## begin DATA TO PROCESS
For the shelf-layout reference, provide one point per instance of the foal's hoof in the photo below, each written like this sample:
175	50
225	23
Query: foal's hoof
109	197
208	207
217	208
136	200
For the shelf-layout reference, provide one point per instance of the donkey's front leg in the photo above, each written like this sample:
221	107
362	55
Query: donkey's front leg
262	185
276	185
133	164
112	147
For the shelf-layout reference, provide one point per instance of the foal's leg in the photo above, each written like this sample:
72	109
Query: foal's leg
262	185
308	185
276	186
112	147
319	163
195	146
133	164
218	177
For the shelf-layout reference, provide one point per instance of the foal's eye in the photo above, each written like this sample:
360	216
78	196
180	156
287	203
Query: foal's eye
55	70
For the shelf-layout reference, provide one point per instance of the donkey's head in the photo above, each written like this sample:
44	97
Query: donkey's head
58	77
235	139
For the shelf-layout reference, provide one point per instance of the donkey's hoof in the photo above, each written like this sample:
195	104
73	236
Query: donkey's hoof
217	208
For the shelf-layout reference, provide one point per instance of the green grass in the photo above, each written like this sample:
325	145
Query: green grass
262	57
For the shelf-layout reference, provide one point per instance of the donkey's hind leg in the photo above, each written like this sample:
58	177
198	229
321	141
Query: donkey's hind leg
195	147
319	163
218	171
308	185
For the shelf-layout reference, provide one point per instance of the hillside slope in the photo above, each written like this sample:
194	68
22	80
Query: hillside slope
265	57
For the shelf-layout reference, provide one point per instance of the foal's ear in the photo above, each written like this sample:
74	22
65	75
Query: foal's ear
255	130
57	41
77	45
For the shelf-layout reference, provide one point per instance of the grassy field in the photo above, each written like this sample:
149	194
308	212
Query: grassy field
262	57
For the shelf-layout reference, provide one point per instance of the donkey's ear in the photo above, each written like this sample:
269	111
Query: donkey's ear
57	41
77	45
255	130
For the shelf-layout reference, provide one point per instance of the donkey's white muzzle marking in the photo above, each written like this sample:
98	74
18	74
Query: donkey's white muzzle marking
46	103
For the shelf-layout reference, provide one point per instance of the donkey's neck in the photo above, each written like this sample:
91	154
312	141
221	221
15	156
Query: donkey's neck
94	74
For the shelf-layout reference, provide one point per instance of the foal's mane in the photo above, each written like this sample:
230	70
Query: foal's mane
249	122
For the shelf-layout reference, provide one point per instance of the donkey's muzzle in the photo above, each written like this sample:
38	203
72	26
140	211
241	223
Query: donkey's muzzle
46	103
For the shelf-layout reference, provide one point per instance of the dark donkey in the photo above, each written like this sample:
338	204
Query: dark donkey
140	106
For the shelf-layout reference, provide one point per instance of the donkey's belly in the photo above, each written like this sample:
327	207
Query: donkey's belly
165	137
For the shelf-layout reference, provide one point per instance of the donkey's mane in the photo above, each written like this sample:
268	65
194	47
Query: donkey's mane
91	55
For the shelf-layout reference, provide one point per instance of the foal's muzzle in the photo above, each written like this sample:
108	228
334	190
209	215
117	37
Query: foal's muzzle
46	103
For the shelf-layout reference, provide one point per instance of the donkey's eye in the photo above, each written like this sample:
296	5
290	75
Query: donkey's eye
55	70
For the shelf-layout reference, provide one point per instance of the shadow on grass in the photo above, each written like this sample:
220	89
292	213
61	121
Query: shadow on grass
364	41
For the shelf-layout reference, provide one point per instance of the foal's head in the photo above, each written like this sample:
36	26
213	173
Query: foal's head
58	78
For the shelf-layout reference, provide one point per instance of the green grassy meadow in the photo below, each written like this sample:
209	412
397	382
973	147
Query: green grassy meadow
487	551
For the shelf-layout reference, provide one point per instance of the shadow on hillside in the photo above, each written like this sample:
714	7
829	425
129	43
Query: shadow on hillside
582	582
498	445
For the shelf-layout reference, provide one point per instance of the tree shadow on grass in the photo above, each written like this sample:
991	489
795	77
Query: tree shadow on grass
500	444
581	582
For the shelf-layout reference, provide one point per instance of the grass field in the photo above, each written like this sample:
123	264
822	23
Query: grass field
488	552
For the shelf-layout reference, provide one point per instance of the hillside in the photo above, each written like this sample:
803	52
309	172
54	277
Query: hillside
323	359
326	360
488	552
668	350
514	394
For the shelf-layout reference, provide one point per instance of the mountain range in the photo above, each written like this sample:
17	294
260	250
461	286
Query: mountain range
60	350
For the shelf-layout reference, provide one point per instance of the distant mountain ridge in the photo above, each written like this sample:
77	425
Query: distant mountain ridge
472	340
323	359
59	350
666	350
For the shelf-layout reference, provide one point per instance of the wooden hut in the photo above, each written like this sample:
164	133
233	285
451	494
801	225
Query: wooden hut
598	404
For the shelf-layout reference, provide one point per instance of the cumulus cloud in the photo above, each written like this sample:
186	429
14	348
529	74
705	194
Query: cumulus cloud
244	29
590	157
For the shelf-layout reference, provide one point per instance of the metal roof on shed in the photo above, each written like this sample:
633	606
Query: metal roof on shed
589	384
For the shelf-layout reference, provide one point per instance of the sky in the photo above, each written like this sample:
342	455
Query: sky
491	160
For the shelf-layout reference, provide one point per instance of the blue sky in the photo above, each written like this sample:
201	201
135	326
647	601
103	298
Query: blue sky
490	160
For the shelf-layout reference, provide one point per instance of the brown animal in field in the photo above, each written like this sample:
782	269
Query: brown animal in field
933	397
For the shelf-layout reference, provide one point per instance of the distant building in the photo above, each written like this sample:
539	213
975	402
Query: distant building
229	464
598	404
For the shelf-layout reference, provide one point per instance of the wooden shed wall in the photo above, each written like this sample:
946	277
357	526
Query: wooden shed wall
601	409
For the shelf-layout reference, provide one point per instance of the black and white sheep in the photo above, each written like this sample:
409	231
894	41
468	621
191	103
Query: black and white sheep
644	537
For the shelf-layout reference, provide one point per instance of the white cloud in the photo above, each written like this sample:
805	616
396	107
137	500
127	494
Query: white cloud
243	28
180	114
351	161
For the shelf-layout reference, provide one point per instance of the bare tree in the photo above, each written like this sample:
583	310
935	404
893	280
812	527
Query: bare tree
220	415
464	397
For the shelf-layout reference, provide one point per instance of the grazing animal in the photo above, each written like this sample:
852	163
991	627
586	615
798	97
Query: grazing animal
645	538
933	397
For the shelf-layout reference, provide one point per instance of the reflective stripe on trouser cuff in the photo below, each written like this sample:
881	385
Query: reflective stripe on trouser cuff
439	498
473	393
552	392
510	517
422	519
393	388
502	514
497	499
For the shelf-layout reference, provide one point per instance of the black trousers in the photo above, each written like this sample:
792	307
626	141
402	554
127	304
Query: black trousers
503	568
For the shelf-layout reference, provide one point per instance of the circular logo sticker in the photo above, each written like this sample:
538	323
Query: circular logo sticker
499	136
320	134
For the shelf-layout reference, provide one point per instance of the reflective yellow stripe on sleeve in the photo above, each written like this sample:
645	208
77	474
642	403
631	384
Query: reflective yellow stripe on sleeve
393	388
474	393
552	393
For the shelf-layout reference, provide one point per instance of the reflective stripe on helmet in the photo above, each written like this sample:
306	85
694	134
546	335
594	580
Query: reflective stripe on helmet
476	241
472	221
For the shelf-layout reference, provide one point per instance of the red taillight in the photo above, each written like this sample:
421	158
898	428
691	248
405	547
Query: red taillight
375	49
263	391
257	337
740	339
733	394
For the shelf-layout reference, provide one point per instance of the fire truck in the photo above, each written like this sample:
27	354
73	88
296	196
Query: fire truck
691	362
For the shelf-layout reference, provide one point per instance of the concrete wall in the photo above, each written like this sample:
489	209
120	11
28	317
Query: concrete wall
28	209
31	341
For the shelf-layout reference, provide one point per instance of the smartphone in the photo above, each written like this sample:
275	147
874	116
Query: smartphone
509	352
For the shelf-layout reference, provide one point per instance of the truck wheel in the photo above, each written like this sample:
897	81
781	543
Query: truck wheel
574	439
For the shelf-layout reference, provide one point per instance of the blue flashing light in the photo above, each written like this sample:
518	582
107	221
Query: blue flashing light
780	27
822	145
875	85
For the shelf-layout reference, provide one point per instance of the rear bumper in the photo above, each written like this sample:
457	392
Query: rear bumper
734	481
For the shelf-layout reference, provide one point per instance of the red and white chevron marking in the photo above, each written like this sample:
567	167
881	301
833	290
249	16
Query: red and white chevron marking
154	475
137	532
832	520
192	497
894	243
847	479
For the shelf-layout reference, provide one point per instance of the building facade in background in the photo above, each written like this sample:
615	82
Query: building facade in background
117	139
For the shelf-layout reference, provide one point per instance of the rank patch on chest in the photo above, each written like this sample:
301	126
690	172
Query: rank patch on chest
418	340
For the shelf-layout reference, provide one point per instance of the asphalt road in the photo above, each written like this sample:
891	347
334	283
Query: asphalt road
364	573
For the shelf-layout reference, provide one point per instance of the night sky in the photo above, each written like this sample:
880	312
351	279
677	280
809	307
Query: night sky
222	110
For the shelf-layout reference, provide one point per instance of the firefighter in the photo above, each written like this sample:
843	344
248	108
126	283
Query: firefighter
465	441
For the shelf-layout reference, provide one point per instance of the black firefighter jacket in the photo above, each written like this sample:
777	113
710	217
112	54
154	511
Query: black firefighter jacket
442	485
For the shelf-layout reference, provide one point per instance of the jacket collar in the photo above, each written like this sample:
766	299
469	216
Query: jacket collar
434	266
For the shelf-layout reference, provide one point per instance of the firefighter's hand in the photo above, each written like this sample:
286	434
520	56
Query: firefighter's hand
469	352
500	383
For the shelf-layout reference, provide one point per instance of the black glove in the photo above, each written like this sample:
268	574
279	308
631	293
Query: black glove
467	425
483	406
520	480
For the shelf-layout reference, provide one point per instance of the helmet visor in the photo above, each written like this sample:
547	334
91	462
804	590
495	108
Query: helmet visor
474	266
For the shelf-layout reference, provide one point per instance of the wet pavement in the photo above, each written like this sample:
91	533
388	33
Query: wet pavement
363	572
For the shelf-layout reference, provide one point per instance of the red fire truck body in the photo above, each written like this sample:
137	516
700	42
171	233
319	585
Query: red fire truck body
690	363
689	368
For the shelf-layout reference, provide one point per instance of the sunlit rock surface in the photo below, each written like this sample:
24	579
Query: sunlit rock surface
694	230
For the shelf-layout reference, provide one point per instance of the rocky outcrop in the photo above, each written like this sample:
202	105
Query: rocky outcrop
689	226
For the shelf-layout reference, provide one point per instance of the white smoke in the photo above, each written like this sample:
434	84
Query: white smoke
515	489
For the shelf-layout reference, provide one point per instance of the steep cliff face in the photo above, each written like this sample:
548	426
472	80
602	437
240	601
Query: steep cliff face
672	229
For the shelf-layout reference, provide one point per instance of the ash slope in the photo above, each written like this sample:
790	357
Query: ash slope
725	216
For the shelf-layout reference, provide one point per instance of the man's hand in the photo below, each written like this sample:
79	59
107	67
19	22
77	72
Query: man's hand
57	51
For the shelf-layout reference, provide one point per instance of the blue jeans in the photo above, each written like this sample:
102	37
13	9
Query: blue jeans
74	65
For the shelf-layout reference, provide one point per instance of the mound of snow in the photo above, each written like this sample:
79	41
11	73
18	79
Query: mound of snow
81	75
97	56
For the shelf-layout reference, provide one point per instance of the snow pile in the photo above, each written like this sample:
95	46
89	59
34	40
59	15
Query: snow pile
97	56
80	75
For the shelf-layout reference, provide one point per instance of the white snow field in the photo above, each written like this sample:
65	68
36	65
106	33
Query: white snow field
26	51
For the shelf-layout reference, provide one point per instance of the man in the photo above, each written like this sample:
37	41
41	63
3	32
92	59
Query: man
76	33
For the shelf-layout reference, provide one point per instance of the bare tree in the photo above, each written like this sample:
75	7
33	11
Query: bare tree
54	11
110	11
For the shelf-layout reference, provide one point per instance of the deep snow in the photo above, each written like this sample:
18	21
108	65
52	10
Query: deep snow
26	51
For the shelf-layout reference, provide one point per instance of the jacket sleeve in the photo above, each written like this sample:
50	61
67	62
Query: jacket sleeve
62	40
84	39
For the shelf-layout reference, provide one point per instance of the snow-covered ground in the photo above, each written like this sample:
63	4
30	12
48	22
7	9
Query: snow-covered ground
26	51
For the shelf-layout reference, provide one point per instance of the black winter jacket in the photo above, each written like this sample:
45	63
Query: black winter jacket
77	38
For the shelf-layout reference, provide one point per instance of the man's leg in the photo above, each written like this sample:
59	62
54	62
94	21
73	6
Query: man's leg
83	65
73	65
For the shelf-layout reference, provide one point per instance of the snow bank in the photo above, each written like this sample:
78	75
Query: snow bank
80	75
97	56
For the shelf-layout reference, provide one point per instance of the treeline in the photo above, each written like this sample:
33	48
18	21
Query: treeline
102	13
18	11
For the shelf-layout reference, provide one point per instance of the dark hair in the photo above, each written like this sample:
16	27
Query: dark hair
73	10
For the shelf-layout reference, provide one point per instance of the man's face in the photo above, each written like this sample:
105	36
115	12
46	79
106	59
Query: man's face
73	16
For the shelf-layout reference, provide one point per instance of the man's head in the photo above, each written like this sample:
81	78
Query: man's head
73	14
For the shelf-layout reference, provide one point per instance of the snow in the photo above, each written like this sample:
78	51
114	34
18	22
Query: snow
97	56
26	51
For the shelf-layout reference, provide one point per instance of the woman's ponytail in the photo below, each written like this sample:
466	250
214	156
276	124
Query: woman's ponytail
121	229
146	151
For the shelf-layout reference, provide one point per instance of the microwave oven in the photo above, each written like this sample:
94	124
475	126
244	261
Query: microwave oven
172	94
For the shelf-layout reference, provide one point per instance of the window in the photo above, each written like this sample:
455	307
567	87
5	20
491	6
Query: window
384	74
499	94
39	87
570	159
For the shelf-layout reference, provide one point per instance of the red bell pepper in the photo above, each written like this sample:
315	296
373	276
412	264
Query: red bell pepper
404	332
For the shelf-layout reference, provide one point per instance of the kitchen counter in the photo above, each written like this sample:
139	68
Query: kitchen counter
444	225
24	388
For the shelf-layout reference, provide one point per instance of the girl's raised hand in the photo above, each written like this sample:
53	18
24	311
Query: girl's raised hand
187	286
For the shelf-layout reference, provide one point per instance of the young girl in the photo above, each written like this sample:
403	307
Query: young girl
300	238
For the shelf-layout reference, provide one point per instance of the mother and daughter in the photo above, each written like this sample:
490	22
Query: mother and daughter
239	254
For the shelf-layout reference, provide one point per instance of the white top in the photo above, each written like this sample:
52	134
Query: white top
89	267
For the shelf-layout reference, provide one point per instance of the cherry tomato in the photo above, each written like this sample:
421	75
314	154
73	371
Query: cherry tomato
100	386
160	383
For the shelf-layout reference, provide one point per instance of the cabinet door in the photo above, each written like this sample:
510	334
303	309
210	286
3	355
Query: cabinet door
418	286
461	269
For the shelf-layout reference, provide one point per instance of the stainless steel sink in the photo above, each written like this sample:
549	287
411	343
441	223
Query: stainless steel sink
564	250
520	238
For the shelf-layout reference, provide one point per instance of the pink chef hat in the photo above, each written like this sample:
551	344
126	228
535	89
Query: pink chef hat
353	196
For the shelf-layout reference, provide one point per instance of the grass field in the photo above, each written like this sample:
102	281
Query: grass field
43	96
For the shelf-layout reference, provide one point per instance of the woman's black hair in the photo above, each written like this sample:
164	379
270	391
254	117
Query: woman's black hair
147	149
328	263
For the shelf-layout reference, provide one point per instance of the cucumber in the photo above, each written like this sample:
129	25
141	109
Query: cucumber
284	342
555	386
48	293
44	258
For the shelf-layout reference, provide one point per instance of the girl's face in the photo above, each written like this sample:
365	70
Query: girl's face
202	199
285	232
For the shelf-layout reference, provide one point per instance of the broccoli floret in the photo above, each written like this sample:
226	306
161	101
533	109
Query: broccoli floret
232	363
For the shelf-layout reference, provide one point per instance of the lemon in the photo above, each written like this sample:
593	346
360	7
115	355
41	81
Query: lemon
## end DATA TO PROCESS
● SHORT TASK: Starting from the line containing "of the stainless", repeat each line through the end of the entries, exactly.

● ANSWER TO THE TASK:
For the shelf-layout reference, provide one point per instance of the stainless steel sink in the photo above, each written like this sample:
549	287
411	343
441	223
Query: stainless steel sink
564	250
520	238
For the shelf-layout reference, provide one point per instance of the pink chef hat in the photo above, each written like this sample:
551	344
126	228
535	89
Query: pink chef hat
353	196
For the shelf-layout reference, provide one point per instance of the grass field in the photo above, each written like this sample:
102	281
Query: grass field
43	96
For the shelf-layout reference, provide one point per instance of the woman's black hair in the photo above, each written like this sample:
164	379
270	391
254	117
Query: woman's black hair
147	149
328	263
For the shelf-layout reference, provide one point per instance of the cucumber in the photo above, each written like this sample:
129	25
141	109
Query: cucumber
284	342
555	386
48	293
44	258
For the shelf-layout reference, provide one point per instance of the girl's face in the photo above, each written like this sample:
365	70
Query: girl's face
202	199
285	232
For the shelf-layout reference, provide one point per instance of the broccoli floret in the photo above, each written like this sample:
226	306
161	101
533	109
Query: broccoli floret
232	363
For the shelf-layout reference, provide one point per instance of the lemon in the photo above, each written like this sample:
593	346
360	7
115	355
41	81
Query: lemon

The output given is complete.